**DOKUMENTAUSSCHNITT**.

Das Verschwinden von Gerd Taron: „Ich erzähl dir was von Hoffnung… herzlichen Glückwunsch“

Gerd Taron mit passendem Fortbewegungsmittel am Rettershof. Foto: von Saldern

Königstein/Kelkheim (kw) – Nicht nur Königsteiner Literaturfreunden war und ist der Fischbacher Gerd Taron bekannt, seine literarischen Spaziergänge führten auch bis ins Woogtal, und weitere hübsche Stellen hatte er sich schon vorgemerkt. Auch in der Friedens- und Flüchtlingsarbeit reichten seine Verbindungen bis in die Kurstadt, regelmäßig war er in der Stadtbibliothek anzutreffen. Über die Hintergründe seines plötzlichen Verschwindens klärt nun Sonja von Saldern im Namen seines Freundeskreises auf:

Vor einem Jahr ist Gerd Taron, der „Literaturmann“, aus dem Stadtbild Kelkheim-Fischbachs verschwunden. Er ist nach schwerer Krankheit mit Aufenthalt auf der Intensivstation, im Krankenhaus und in der Reha, mittlerweile komfortabel untergebracht.

**ZUR ÜBUNG**. Bitte setzen Sie den Text über das Verschwinden von Gerd Taron im Anschluss an seinen letzten Satz fort.

**GEZEIGTE EINTRÄGE**.

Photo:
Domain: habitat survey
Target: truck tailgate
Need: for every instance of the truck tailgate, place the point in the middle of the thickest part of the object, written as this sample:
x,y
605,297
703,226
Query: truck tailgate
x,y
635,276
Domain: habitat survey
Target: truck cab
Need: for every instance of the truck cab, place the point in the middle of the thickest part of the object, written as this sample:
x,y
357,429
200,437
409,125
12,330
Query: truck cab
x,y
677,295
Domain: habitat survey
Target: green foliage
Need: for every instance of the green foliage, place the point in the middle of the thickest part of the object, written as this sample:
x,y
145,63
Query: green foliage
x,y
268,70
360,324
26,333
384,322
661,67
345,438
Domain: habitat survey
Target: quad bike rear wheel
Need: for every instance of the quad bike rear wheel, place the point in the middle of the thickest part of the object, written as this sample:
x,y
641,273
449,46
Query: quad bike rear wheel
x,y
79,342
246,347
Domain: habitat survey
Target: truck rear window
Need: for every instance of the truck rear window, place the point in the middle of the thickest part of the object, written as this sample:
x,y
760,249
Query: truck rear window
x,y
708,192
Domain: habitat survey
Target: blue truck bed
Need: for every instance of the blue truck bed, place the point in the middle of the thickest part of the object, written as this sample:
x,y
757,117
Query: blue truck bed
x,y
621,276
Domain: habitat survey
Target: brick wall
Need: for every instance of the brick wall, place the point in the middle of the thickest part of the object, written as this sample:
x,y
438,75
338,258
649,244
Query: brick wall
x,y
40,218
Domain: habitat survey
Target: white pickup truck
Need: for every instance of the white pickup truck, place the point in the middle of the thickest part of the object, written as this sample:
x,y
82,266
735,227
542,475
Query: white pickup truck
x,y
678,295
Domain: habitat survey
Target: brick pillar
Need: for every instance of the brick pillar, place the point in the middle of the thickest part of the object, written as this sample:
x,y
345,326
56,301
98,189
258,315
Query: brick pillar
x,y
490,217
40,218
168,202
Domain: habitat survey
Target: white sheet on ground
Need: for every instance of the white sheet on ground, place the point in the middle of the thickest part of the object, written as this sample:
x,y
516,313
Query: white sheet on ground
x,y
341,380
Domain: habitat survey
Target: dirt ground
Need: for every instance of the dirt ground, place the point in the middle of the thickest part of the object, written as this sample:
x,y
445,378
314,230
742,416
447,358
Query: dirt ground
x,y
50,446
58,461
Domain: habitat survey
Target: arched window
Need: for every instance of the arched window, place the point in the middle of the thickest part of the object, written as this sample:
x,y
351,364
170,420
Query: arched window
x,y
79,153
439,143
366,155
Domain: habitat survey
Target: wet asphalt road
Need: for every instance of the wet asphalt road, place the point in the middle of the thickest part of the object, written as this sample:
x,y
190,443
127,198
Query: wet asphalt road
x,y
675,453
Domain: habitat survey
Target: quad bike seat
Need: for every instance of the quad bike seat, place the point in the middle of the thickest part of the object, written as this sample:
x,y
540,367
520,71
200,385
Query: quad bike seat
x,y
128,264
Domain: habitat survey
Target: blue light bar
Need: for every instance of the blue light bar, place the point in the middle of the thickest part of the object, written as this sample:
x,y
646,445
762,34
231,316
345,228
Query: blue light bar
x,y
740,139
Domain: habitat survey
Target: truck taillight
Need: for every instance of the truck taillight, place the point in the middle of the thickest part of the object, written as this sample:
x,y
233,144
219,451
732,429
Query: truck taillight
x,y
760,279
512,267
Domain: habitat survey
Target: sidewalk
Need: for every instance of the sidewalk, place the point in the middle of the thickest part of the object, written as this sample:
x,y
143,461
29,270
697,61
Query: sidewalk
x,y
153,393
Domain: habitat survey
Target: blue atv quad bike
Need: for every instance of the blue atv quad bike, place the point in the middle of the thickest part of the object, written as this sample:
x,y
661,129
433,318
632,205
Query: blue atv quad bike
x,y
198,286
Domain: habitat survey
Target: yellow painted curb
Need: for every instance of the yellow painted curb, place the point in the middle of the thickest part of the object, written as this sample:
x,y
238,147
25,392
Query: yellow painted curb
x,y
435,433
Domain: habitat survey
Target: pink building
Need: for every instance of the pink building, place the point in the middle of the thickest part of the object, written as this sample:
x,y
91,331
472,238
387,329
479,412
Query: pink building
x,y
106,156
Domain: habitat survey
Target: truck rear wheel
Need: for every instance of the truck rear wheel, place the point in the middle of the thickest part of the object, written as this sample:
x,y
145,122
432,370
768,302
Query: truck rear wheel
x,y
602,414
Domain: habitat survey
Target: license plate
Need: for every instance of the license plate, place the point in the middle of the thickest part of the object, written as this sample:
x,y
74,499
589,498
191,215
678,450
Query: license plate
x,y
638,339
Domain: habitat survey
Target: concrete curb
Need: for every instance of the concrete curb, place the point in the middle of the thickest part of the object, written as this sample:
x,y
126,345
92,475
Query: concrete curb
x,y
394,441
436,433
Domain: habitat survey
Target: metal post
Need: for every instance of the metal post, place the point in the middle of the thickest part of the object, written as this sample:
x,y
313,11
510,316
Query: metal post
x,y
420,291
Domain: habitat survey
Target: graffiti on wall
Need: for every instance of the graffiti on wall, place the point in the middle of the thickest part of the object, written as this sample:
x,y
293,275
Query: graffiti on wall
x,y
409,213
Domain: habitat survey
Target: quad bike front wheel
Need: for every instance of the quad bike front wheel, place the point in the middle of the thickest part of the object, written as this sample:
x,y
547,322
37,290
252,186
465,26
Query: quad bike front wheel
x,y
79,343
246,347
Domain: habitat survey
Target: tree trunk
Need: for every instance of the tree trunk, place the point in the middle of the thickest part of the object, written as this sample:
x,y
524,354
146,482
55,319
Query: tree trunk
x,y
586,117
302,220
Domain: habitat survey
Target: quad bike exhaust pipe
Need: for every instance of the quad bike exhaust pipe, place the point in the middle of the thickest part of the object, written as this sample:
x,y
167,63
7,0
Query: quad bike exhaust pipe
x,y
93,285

**LÖSUNG ZUR ÜBUNG**.
Der „Büchermann“ lebt sein kleines, rundes Leben weiter – wenn auch unter anderen Rahmenbedingungen. Er ist glücklich, wieder sprechen, schreiben, essen und vor allem denken zu können. Dinge die selbstverständlich scheinen und erst wertvoll werden, wenn sie eine Zeit lang fehlen.

Unvergessen und bis heute vermisst ist Gerd Tarons literarischer Wochenendgruß, der zahlreiche Leser hat. In der letzten Ausgabe am 9.11.2018 schreibt Taron: „Mit diesem Wochenendgruß möchte ich allen Menschen Mut machen, ihren eigenen Wert zu erkennen und zu leben“.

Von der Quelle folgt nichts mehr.